* [Exercise]
Pick up the Bernard Debré biography below after its last line and write the next few sentences of the article.

[Text block — start]

Member of the National Assembly for Paris's 4th constituency
- In office 20 June 2012 – 20 June 2017
- Preceded by: Gilbert Gantier
- Succeeded by: Brigitte Kuster

Minister for the Cooperation
- In office 12 November 1994 – 11 May 1995
- President: François Mitterrand
- Prime Minister: Édouard Balladur
- Preceded by: Michel Roussin
- Succeeded by: Jacques Godfrain

Mayor of Amboise
- In office 1992–2001
- Preceded by: André Chollet
- Succeeded by: Christian Guyon

Personal details
- Born: 30 September 1944 Toulouse, France
- Died: 13 September 2020 (aged 75) 14th arrondissement of Paris, France
- Party: The Republicans
- Relations: Jean-Louis Debré (twin brother) François Debré
- Parent(s): Michel Debré Anne-Marie Lemaresquier
- Education: Pierre and Marie Curie University
- Occupation: Politicial; urologist;

= Bernard Debré =

French urologist and politician (1944–2020)

[Text block — finish]
[Data section — start]

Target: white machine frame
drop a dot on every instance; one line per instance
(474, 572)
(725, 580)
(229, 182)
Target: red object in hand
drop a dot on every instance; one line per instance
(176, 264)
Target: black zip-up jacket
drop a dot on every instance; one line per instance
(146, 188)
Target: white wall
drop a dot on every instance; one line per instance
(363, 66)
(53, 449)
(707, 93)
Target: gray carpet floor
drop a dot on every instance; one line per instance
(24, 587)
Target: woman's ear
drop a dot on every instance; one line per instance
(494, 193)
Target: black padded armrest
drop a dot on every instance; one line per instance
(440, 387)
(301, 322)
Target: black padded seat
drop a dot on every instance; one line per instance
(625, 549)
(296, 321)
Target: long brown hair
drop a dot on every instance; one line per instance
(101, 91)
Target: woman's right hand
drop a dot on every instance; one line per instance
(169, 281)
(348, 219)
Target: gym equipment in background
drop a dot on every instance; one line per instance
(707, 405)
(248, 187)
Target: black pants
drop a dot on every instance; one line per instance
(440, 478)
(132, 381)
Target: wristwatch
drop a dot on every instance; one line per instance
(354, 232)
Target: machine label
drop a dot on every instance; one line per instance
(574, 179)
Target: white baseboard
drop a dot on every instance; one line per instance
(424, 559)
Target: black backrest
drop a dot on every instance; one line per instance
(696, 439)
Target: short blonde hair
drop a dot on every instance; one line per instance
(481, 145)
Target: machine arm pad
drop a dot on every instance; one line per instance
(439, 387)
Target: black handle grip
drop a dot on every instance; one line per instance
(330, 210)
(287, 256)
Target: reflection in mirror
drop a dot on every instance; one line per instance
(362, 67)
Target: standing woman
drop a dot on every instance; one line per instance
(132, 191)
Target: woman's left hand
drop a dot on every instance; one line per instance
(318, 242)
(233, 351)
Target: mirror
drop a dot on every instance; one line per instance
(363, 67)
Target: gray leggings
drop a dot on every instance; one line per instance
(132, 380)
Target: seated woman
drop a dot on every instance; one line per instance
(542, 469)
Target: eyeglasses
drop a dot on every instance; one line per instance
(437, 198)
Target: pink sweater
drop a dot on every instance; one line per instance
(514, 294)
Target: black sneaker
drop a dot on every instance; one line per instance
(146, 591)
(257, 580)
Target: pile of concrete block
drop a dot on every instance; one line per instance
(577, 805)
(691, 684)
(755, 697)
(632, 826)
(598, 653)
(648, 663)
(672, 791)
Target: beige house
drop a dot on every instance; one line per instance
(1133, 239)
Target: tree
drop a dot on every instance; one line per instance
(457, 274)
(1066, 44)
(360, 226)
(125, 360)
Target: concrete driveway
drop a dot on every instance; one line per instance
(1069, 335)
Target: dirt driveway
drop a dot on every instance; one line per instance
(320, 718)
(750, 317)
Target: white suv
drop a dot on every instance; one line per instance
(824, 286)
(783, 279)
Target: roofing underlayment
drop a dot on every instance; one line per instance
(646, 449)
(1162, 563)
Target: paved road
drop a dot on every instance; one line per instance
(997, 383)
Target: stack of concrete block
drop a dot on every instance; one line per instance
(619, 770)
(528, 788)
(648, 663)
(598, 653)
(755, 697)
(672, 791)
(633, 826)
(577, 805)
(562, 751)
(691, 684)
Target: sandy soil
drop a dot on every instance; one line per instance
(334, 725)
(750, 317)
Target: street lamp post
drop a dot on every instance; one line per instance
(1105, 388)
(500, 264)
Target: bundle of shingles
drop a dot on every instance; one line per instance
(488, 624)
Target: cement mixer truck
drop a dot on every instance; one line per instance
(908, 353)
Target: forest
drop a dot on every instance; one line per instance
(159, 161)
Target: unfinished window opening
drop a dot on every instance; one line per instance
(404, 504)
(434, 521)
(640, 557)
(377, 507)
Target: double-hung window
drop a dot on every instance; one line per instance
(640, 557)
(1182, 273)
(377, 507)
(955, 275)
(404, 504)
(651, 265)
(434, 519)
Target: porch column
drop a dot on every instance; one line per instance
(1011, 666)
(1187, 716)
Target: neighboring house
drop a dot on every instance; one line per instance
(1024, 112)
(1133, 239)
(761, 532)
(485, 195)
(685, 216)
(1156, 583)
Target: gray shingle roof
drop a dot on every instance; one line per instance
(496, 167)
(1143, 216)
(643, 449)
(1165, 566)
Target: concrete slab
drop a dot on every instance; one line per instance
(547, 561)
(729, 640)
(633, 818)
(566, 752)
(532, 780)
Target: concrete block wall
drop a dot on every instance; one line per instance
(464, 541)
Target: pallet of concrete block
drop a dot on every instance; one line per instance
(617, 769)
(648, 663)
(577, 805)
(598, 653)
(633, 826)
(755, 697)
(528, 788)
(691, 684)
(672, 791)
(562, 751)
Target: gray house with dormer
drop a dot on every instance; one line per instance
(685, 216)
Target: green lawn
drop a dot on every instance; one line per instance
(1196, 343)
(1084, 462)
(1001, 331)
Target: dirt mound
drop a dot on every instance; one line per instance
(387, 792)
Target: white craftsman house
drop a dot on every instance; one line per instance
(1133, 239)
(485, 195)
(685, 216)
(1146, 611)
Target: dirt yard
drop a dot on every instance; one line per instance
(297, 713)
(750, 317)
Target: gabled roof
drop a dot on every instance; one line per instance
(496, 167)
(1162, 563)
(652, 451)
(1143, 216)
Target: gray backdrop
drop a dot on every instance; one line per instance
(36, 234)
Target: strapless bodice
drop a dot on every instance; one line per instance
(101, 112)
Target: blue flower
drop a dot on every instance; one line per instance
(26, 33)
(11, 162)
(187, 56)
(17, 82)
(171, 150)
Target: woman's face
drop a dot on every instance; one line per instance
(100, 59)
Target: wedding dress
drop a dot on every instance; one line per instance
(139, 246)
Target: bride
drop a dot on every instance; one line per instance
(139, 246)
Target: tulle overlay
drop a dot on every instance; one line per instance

[Data section — finish]

* [Expected output]
Bernard Debré (30 September 1944 – 13 September 2020) was a French urologist at Hôpital Cochin and a member (deputy) of the National Assembly of France. He was one of the representatives of the city of Paris, and was a member of the Union for a Popular Movement. He is a son of Anne-Marie Lemaresquier and politician Michel Debré, who was Prime Minister of France, and twin-brother of Jean-Louis Debré.

== Biography ==

Bernard Debré attended the Cours Hattemer, a private school. He died from cancer on 13 September 2020 in Paris at the age of 75. His brother François died on the next day.